Stored data:
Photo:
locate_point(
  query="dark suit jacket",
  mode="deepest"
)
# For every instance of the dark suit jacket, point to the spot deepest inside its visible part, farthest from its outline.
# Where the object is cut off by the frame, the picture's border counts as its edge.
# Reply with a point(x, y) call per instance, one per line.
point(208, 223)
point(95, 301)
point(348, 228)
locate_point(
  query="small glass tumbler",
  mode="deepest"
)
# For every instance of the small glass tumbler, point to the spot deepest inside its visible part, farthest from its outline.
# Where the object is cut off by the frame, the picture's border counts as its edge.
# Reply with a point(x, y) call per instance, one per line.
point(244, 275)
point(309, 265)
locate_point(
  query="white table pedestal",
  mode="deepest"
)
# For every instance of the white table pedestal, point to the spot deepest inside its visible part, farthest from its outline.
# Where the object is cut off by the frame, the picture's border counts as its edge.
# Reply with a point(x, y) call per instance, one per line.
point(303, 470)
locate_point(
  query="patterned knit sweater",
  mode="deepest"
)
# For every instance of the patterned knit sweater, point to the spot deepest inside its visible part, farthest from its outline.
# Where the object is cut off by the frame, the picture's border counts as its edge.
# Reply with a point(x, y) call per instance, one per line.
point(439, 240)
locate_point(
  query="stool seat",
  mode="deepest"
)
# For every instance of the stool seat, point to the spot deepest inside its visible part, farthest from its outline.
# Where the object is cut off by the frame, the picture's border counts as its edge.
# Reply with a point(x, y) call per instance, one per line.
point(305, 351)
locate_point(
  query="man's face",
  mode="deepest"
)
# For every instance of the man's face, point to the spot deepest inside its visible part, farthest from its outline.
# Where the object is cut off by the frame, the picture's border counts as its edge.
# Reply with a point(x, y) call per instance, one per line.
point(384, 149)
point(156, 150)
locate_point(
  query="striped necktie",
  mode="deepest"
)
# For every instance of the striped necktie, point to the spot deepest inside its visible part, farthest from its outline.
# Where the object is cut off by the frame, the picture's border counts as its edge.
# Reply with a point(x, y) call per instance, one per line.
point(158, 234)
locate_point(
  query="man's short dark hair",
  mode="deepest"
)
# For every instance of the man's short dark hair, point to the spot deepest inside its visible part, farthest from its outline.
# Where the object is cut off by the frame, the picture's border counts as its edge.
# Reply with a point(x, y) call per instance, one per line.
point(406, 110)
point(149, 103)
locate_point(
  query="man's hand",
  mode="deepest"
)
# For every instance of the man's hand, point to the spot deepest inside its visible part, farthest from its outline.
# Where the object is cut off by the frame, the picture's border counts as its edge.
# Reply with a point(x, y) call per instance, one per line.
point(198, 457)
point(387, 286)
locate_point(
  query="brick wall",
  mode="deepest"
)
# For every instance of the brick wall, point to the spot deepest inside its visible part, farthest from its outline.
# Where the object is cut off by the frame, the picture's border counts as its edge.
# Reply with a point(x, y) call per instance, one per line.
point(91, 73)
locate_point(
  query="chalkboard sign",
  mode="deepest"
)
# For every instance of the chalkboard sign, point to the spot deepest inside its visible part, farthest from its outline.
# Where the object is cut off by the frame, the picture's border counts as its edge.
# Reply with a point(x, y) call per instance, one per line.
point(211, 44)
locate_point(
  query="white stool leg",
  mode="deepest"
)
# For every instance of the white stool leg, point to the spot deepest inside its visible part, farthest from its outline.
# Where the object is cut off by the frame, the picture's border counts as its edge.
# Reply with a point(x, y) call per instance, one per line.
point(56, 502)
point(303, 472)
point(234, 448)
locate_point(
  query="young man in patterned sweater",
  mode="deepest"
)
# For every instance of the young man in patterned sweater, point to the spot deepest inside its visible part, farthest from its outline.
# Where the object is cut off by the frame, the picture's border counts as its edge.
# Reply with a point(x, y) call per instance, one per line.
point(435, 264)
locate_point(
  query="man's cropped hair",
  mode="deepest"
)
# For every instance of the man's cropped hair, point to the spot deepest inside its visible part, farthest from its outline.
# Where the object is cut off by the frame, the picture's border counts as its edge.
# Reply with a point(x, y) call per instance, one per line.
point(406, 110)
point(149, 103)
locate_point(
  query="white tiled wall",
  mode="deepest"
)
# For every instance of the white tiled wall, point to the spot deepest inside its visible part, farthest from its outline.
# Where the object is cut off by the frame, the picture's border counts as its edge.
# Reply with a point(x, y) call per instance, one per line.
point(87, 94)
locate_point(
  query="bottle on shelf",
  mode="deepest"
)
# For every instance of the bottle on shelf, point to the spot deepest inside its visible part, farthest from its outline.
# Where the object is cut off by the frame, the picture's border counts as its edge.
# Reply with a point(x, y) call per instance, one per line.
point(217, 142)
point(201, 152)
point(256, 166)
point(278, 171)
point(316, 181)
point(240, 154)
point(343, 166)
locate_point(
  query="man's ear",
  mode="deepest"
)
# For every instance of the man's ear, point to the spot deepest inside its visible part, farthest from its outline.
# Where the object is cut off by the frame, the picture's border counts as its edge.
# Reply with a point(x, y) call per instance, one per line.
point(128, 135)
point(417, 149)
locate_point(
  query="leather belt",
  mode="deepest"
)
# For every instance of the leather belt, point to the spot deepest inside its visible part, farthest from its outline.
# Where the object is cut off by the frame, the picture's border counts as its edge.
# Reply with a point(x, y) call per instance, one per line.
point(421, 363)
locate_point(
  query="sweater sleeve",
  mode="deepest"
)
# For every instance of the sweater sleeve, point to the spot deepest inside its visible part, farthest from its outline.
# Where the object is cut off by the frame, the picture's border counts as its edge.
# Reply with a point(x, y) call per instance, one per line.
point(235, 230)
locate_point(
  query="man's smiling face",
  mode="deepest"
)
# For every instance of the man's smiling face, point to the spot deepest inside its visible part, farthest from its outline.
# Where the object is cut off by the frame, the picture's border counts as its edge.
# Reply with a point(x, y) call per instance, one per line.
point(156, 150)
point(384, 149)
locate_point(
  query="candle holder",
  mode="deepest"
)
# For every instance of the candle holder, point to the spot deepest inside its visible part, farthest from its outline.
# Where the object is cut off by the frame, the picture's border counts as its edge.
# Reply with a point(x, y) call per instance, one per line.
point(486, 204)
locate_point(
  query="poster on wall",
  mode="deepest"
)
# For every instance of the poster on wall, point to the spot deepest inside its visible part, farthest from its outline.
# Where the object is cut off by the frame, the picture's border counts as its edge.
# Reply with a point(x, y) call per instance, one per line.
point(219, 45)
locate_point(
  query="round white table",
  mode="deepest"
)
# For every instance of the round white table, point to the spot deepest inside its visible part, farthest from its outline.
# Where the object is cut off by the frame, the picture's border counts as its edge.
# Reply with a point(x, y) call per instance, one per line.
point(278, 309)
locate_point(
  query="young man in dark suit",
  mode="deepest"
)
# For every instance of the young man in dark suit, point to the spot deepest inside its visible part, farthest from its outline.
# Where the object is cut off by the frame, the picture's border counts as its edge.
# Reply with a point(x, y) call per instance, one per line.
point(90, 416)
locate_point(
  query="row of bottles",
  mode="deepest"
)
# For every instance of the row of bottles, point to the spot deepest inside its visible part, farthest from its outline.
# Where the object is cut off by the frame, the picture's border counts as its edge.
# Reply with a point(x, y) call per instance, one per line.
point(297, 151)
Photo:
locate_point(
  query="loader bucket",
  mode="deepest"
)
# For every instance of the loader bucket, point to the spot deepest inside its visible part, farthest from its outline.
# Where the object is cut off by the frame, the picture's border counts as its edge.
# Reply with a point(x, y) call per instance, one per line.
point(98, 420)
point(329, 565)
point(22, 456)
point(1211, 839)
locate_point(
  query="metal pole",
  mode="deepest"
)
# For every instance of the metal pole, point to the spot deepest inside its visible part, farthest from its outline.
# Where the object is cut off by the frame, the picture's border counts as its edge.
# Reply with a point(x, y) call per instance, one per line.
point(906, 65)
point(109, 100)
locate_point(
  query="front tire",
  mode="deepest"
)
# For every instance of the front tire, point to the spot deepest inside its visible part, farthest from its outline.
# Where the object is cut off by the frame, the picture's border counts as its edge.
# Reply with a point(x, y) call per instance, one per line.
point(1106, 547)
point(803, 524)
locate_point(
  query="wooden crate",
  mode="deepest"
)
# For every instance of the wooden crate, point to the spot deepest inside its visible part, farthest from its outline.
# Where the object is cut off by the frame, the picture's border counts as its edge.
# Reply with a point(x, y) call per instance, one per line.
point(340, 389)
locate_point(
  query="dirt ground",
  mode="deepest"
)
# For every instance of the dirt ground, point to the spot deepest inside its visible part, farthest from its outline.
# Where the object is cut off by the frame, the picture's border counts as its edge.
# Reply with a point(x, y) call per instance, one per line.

Brief: State how many lines of the records above contain the word "table", treating case as significant, and give only the number.

Final answer: 4